• Task item:
Return each line of the records below in which the string "wicker" turns up.

• Records to process:

------------------------------

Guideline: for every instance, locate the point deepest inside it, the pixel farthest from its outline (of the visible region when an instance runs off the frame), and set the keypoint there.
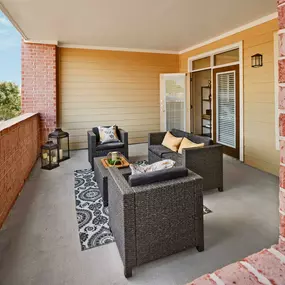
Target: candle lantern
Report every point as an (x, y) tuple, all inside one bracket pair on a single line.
[(49, 156), (61, 138)]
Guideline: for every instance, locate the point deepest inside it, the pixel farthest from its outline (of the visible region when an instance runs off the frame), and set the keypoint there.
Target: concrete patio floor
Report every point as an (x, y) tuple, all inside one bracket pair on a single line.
[(39, 242)]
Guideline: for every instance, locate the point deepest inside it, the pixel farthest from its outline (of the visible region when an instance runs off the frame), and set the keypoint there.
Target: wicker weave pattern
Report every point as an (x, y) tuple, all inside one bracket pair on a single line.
[(94, 152), (163, 218), (206, 161)]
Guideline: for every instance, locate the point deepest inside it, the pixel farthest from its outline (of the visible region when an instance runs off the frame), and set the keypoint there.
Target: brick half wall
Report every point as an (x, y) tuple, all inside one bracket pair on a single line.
[(39, 84), (281, 77), (19, 150)]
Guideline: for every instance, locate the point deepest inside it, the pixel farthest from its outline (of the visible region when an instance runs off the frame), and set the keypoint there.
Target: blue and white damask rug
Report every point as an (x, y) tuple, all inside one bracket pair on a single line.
[(92, 217)]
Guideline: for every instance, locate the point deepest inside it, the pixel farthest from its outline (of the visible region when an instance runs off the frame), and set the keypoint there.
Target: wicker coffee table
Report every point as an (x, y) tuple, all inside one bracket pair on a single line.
[(101, 176)]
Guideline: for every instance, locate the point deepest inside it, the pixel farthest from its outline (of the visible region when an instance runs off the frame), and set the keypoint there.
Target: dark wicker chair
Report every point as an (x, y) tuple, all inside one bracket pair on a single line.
[(96, 149), (206, 161), (155, 220)]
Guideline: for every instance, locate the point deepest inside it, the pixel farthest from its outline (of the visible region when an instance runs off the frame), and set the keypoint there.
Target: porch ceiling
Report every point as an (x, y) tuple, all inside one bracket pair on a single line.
[(146, 24)]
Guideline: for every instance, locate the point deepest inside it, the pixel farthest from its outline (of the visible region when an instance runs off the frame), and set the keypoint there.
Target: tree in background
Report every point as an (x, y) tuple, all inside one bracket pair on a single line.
[(10, 101)]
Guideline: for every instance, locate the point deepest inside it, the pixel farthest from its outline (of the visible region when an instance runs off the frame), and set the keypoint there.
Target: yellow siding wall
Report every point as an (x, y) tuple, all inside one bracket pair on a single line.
[(259, 118), (108, 87)]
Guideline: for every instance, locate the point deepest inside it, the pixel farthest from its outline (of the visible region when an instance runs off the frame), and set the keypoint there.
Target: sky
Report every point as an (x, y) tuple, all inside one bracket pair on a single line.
[(10, 51)]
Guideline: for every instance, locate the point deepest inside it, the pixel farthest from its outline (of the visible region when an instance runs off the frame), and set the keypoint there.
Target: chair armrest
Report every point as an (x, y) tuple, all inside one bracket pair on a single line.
[(124, 136), (191, 154), (155, 138), (207, 162), (92, 143)]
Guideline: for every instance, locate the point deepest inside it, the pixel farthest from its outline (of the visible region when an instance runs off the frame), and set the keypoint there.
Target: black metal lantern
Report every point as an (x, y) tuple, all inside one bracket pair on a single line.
[(61, 138), (49, 155), (256, 60)]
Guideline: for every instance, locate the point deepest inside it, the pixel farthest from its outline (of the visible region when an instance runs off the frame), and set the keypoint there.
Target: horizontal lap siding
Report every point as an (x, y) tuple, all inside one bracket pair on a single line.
[(108, 87), (259, 105)]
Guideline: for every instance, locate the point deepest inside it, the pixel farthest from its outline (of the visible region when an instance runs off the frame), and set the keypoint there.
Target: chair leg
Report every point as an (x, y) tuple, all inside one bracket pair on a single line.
[(128, 272), (200, 248)]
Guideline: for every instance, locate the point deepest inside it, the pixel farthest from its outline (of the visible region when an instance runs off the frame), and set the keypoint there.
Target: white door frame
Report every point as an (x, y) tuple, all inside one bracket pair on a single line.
[(211, 54), (163, 76)]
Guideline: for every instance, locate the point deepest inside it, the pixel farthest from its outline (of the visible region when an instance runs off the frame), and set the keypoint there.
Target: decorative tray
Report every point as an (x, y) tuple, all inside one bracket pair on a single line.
[(121, 164)]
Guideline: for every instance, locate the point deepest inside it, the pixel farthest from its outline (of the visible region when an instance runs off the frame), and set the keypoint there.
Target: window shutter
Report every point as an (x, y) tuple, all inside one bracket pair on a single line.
[(226, 109)]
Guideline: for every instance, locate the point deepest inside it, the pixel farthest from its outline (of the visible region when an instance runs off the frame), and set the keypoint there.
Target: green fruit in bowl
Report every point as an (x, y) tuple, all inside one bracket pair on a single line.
[(114, 162)]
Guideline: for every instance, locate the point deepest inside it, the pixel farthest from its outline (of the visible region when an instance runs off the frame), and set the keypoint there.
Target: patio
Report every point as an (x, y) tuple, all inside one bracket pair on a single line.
[(39, 242)]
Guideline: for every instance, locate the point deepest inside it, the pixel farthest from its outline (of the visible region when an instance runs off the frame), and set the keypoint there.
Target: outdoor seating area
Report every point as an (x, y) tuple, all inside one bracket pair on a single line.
[(133, 152), (45, 216)]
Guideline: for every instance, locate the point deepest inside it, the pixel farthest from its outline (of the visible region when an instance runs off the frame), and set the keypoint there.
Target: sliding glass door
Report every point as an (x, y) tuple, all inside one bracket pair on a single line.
[(226, 113)]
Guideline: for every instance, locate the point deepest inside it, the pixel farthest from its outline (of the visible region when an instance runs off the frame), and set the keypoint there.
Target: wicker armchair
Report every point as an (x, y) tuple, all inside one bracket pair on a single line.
[(96, 149), (155, 220), (206, 161)]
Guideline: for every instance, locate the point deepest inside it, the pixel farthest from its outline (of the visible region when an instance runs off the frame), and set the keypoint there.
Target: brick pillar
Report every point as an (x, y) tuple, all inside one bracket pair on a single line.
[(281, 64), (39, 84)]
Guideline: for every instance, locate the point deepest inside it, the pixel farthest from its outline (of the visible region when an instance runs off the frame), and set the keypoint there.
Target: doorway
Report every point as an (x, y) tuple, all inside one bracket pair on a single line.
[(201, 105), (226, 111)]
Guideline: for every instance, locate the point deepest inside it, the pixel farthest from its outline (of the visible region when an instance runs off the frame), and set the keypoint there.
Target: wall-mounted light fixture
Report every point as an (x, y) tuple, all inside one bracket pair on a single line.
[(256, 60)]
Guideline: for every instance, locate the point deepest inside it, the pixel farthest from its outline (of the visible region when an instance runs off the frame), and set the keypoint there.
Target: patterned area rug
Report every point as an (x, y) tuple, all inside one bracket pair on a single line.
[(92, 217)]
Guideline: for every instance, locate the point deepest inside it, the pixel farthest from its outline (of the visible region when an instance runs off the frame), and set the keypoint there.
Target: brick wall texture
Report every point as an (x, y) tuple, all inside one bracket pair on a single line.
[(19, 149), (39, 84)]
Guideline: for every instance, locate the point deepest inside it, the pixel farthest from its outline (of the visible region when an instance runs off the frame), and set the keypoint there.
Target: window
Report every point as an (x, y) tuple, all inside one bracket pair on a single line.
[(226, 131)]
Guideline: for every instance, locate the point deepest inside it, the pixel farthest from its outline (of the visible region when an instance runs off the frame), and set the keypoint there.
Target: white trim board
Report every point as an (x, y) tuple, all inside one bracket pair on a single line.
[(276, 89), (42, 42), (211, 53), (14, 23), (232, 32), (118, 49), (214, 39)]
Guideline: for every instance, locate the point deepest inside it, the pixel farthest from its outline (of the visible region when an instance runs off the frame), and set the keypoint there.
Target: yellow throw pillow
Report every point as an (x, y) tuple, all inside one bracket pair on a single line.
[(171, 142), (188, 144)]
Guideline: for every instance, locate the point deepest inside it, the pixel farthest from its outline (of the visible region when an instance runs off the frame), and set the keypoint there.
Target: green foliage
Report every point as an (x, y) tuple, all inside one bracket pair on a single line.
[(10, 101)]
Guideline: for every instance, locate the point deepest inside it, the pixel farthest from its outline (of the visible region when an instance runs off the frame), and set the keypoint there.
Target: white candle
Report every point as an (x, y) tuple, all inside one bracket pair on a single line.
[(114, 155)]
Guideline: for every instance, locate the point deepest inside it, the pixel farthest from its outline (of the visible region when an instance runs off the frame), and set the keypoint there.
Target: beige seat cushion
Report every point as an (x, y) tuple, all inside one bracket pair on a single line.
[(188, 144), (171, 142)]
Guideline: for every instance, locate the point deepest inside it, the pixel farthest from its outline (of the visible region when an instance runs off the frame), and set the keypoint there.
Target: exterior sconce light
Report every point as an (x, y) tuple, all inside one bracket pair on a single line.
[(257, 60)]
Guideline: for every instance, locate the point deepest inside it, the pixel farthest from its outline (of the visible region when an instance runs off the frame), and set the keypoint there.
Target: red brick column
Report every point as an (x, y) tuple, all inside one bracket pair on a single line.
[(281, 64), (39, 84)]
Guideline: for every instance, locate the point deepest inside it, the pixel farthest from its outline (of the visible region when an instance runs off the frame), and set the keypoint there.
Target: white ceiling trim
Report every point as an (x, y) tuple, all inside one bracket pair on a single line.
[(234, 31), (14, 23), (227, 34), (42, 42), (118, 49)]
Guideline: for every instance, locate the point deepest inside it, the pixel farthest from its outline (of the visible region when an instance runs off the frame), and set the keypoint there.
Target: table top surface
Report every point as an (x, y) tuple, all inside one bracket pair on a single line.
[(98, 162)]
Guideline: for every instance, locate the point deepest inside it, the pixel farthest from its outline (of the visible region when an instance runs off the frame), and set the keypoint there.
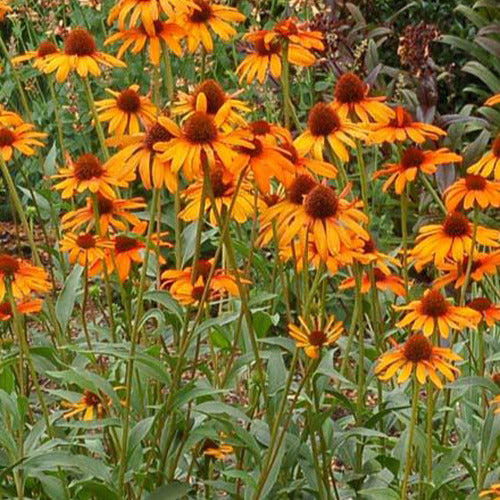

------------------------------

• Exercise answer:
Target: wicker weave pattern
Target: wicker coffee table
Target: dark wicker chair
Target: wicker armchair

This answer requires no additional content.